— TÂCHE DEMANDÉE —
Présentez sous forme de liste numérotée les lignes du listing ci-dessous, en commençant au début du listing et en terminant par la ligne qui contient "(373, 671), (665, 772)", les deux incluses. Omettez les lignes vides et laissez les images de côté.

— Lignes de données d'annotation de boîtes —
_ _ _ _ _ _ _
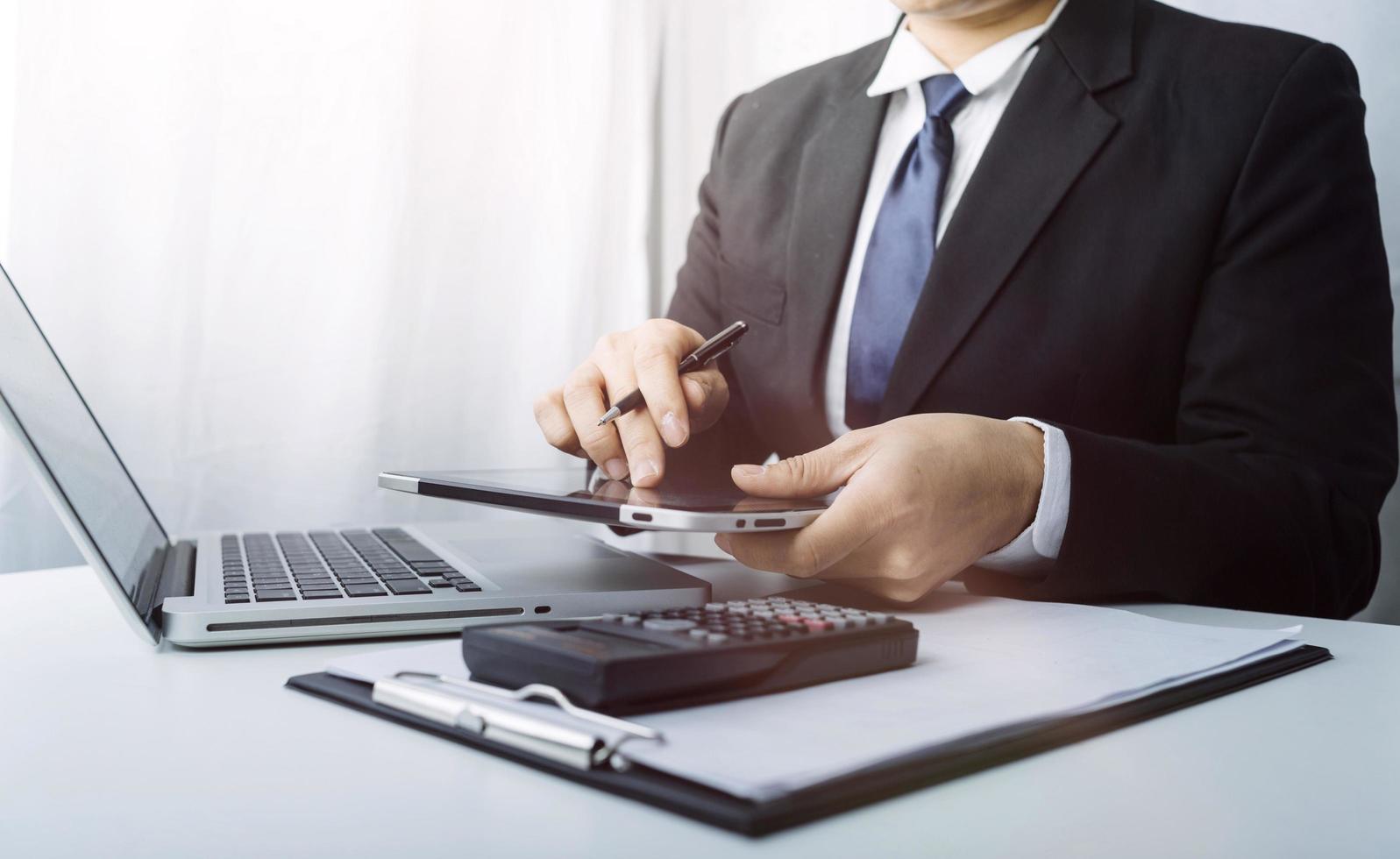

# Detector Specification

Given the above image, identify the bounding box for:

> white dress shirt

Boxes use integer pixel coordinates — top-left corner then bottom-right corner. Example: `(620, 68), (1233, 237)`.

(825, 0), (1070, 571)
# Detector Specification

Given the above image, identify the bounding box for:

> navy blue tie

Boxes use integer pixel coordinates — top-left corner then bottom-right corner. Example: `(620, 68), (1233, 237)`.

(846, 75), (968, 428)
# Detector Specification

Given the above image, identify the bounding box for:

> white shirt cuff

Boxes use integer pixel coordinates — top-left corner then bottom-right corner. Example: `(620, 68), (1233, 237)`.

(977, 417), (1070, 573)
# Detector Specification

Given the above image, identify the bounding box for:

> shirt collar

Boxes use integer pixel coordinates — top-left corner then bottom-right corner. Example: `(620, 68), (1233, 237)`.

(865, 0), (1069, 96)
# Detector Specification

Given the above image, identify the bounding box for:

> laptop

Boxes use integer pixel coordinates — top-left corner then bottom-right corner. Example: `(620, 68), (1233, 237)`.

(0, 267), (710, 646)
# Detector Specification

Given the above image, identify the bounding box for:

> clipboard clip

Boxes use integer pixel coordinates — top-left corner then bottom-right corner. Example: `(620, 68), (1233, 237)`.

(373, 671), (665, 772)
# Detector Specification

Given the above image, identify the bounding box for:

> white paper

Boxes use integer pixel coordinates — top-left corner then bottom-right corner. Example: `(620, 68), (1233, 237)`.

(328, 594), (1302, 800)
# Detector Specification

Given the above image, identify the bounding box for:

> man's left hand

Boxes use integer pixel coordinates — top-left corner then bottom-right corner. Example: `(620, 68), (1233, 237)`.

(715, 414), (1044, 601)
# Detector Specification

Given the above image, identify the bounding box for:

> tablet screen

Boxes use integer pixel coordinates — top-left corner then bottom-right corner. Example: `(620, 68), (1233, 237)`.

(394, 467), (828, 514)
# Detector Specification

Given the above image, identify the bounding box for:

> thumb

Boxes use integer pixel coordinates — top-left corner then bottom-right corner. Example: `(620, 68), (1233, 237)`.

(731, 432), (867, 498)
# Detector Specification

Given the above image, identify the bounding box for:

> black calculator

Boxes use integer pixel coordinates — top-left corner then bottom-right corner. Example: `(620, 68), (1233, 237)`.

(462, 596), (919, 713)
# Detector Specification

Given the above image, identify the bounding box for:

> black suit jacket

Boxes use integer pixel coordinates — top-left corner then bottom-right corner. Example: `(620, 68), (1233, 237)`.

(660, 0), (1396, 617)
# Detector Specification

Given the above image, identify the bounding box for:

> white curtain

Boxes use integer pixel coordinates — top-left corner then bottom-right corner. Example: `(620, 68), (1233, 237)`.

(0, 0), (1400, 620)
(0, 0), (893, 579)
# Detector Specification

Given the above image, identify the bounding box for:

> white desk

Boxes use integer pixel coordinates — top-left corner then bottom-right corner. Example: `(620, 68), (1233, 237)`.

(0, 563), (1400, 859)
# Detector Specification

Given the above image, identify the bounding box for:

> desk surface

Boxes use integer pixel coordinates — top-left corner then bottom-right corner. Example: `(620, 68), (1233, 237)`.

(0, 561), (1400, 859)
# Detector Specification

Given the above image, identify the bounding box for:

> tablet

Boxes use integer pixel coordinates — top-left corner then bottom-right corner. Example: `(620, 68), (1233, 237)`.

(380, 467), (830, 532)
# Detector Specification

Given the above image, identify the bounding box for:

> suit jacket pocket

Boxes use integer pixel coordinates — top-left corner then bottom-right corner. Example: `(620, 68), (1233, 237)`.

(720, 259), (787, 324)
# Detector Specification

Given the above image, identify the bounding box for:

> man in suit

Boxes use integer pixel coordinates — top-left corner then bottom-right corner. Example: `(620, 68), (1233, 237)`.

(537, 0), (1396, 617)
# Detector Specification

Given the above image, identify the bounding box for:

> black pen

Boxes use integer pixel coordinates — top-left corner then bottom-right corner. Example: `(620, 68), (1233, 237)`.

(598, 322), (749, 427)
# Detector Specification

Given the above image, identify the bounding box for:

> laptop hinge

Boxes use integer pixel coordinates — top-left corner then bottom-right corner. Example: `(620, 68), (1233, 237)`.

(151, 540), (199, 628)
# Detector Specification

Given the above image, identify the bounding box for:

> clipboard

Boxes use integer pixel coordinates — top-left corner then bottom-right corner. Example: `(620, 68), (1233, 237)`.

(287, 645), (1332, 835)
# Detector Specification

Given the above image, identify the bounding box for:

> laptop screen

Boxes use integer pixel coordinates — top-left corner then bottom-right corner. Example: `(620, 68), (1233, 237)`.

(0, 268), (169, 632)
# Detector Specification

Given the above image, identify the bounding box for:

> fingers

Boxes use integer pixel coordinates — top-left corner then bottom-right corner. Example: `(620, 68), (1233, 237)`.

(561, 361), (627, 479)
(633, 331), (690, 448)
(535, 387), (586, 456)
(715, 495), (879, 578)
(590, 348), (665, 486)
(535, 319), (729, 486)
(732, 430), (870, 500)
(680, 366), (729, 435)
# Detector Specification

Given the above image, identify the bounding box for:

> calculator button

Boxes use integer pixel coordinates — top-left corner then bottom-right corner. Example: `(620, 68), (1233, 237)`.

(641, 617), (696, 632)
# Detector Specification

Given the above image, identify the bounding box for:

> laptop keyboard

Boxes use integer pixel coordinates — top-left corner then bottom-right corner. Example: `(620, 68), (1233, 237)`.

(220, 528), (481, 603)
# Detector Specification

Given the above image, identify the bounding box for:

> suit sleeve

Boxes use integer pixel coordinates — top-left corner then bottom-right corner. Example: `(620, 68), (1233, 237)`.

(968, 45), (1396, 617)
(666, 96), (770, 488)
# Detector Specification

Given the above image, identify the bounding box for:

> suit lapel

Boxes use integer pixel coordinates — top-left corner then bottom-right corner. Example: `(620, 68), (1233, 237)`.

(879, 0), (1131, 421)
(783, 70), (889, 451)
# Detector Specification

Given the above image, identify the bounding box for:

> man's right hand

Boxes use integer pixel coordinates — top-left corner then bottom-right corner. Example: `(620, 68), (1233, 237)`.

(535, 319), (729, 486)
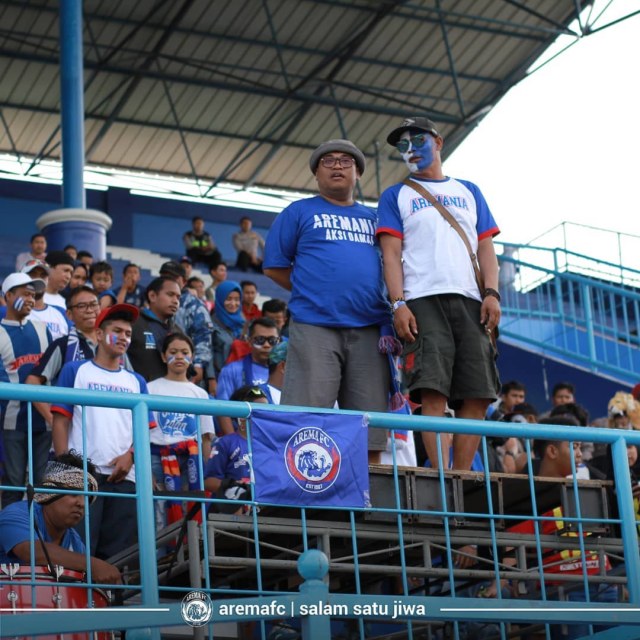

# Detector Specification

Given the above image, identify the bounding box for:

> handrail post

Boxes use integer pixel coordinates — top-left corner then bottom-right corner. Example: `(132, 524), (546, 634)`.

(132, 402), (160, 640)
(611, 438), (640, 606)
(580, 284), (596, 368)
(298, 549), (331, 640)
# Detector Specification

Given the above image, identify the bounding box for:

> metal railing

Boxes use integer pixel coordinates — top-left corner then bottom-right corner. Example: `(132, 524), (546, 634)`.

(512, 222), (640, 287)
(0, 384), (640, 640)
(499, 247), (640, 384)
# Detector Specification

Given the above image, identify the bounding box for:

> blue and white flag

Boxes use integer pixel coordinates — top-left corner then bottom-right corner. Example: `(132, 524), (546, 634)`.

(250, 407), (370, 507)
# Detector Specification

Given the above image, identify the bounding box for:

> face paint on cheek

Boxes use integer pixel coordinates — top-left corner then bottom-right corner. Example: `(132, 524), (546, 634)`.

(402, 136), (434, 173)
(105, 333), (131, 348)
(105, 333), (118, 347)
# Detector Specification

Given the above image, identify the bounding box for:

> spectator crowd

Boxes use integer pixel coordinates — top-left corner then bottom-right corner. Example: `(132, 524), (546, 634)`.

(0, 122), (640, 636)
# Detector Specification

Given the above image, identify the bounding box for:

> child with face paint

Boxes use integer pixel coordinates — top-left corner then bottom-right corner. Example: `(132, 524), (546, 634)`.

(149, 333), (214, 529)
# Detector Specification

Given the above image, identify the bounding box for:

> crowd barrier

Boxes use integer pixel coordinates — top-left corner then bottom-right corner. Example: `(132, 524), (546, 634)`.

(0, 384), (640, 640)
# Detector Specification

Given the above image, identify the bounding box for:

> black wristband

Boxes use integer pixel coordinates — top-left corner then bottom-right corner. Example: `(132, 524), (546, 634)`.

(482, 287), (500, 302)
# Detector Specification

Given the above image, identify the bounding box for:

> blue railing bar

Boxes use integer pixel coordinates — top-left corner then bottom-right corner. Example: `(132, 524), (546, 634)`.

(8, 382), (640, 445)
(242, 416), (265, 638)
(498, 258), (640, 300)
(500, 328), (638, 380)
(500, 328), (640, 372)
(495, 242), (640, 276)
(2, 593), (640, 637)
(581, 284), (596, 361)
(569, 442), (593, 612)
(524, 438), (549, 604)
(81, 406), (97, 596)
(344, 511), (365, 639)
(133, 402), (160, 624)
(611, 437), (640, 605)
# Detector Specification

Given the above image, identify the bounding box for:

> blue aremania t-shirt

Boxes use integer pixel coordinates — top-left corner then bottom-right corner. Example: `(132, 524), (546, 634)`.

(263, 196), (390, 328)
(0, 500), (84, 562)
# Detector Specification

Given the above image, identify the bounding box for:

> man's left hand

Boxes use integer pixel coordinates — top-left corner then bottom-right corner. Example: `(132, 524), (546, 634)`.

(480, 296), (502, 333)
(107, 451), (133, 482)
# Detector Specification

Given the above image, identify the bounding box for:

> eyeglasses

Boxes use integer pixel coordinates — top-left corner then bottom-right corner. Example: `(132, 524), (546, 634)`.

(396, 133), (428, 153)
(67, 300), (100, 311)
(320, 156), (356, 169)
(251, 336), (280, 347)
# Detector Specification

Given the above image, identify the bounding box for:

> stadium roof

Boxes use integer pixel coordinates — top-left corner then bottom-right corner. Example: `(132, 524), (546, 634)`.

(0, 0), (632, 205)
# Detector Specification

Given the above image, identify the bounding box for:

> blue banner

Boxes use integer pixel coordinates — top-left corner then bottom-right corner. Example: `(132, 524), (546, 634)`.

(250, 407), (370, 507)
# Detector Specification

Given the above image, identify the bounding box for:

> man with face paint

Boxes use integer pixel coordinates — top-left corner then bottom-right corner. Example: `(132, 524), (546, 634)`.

(0, 273), (51, 508)
(263, 140), (391, 462)
(129, 277), (181, 382)
(376, 116), (500, 469)
(51, 304), (155, 560)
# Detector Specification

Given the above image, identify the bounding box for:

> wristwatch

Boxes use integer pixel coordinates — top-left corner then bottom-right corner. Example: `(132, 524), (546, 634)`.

(482, 287), (500, 302)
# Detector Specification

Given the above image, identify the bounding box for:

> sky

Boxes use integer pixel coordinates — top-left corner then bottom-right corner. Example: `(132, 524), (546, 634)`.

(445, 0), (640, 268)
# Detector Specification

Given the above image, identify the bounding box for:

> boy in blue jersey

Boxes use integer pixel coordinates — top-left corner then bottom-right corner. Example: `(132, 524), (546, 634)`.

(263, 140), (390, 462)
(0, 273), (51, 508)
(376, 117), (500, 469)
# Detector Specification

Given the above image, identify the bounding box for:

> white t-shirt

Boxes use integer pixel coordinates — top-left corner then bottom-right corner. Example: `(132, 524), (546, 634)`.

(377, 178), (500, 300)
(147, 378), (215, 446)
(29, 304), (69, 341)
(51, 360), (157, 482)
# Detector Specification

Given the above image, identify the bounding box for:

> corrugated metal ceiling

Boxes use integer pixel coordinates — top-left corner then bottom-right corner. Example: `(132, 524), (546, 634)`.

(0, 0), (608, 199)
_ _ _ _ _ _ _
— RÉSULTAT ATTENDU —
1. # Detector Specification
2. Given the above image, identify the bounding box for:
3. > white dress shirt
4. Boxes use integer pixel coordinates — top-left corner then bottom-right corner. Example: `(620, 68), (1233, 237)`.
5. (825, 0), (1070, 571)
6. # Detector Specification
7. Given the above image, identify the bounding box for:
8. > navy blue tie
9. Boxes use integer pixel coordinates — top-left corner then bottom-right corner. Example: `(620, 68), (1233, 237)`.
10. (846, 75), (968, 428)
11. # Detector Specification
12. Given the above image, identify the bounding box for:
13. > white shirt cuff
14. Boxes use integer pixel coordinates — top-left corner then bottom-right corner. Example: `(620, 68), (1233, 237)`.
15. (977, 417), (1070, 573)
16. # Detector Specification
17. Given the above image, identify the bounding box for:
18. > shirt collar
19. Boxes use integer pixel coordinates — top-left corner then bottom-right corner. Example: `(620, 68), (1233, 237)`.
20. (865, 0), (1069, 96)
21. # Detector Specification
22. Given the above image, identify the bounding box for:
23. > laptop
24. Boxes use integer pixel coordinates — top-left corner then bottom-right corner. Example: `(620, 68), (1233, 237)`.
25. (0, 267), (710, 646)
26. # Detector Specification
27. Given the above image, identify the bounding box for:
28. > clipboard clip
29. Boxes use integer pixel coordinates — top-left corner then bottom-right corner. Example: `(620, 68), (1233, 237)`.
30. (373, 671), (665, 772)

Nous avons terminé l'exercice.